Source passage »
====

When a serving cell for a terminal is changed based on a UE-centric cell switching procedure, only connection setup information and/or radio resource allocation information (e.g., radio resource scheduling information) for a user plane or a traffic plane for the terminal may be changed for the target cell. The configuration of a control plane for an existing serving cell or an anchor node may be maintained. A cell switching function for connection control may be supported without changing the configuration of a control plane for an existing serving cell or an anchor node. When a D/C separate cell switching function is supported based on the UE-centric cell switching function, a communication node may provide service continuity for the terminal only by adding/changing the same MAC entity and/or a new MAC entity without changing an RRC performing node for the terminal. In this case, a control message for a cell switching operation between the terminal and/or the communication node may be a MAC layer control message. The MAC layer control message may mean a MAC control PDU or a MAC control PDU for cell switching (or beam switching) based on LTM (L1/L2 triggered mobility).

For LTM-based cell switching (or beam switching), a control message for a cell switching operation (or beam switching operation) between a terminal and/or a communication node may be transmitted and received using a physical layer control signal (e.g., a physical downlink control channel (PDCCH), a physical uplink control channel (PUCCH)), a separately defined control signal, and/or a separately defined reference signal. Each of the separately defined control signal and the separately defined reference signal may be transmitted through a physical layer channel/signal.

When performing a cell switching procedure (e.g., cell switching operation) based on AI/ML-mobility information (e.g., AI/ML-mobility configuration information) and/or a learning model based on the above-described method, the communication node and/or the terminal may estimate (e.g., predict) whether the terminal enters the boundary point and/or boundary area in the movement path, a target cell, a camping cell, cell switching timing information, etc. by using the location information of the terminal included in the above-described AI/ML-mobility information, wireless channel quality, movement path information, movement time information, movement distance information, the time (e.g., predicted time) at which the terminal arrives at a specific point (e.g., boundary point, boundary area), the distance from the position of the terminal to the specific point, and/or difference information (e.g., error, deviation) for movement status information.

====

Task brief » According to the passage on cell switching, what kind of message may the control message for a cell switching operation between the terminal and the communication node be when a D/C separate cell switching function is supported?

Items from a dataset:
====

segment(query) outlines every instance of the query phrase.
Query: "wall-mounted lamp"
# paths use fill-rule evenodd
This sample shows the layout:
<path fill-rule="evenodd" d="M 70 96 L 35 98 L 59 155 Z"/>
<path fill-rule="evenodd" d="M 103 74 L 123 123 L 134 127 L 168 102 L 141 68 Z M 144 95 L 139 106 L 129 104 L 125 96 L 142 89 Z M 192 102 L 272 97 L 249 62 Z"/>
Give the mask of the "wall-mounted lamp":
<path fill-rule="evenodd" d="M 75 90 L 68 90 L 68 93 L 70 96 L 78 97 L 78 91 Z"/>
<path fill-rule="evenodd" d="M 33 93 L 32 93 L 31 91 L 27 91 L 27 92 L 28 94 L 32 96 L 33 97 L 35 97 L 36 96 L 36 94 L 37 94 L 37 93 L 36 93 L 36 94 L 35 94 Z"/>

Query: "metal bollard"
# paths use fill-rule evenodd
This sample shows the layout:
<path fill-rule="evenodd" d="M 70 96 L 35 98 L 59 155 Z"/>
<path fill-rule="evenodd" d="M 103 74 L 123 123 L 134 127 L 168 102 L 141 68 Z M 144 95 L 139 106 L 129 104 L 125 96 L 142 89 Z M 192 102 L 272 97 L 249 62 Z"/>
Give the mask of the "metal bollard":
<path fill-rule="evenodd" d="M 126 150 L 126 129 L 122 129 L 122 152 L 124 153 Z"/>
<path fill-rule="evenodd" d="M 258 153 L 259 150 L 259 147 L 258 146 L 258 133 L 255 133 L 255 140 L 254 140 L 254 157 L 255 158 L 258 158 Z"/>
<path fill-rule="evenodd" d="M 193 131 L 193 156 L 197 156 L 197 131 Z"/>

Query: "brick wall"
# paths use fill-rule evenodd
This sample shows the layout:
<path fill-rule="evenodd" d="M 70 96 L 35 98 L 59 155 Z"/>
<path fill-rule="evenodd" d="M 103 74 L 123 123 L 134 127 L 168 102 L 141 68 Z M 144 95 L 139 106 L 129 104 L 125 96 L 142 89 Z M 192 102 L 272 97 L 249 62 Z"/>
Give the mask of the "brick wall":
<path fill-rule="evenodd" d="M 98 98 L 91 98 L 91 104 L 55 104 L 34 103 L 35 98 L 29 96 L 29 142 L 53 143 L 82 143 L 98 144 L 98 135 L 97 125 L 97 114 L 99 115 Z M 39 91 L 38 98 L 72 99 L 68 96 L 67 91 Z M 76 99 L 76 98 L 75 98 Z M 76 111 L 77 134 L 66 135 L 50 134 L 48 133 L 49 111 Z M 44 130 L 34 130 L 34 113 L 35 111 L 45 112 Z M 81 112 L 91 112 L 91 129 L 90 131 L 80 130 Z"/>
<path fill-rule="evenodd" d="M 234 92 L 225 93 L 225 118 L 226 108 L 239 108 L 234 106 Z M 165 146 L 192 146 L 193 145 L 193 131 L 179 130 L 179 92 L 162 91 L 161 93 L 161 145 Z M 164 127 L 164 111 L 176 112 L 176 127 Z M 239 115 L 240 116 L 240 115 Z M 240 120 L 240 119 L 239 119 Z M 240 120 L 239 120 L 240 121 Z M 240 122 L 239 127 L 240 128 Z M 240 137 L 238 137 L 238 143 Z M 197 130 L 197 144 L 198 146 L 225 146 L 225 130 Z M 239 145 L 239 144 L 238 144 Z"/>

====

Answer to this problem » A MAC layer control message.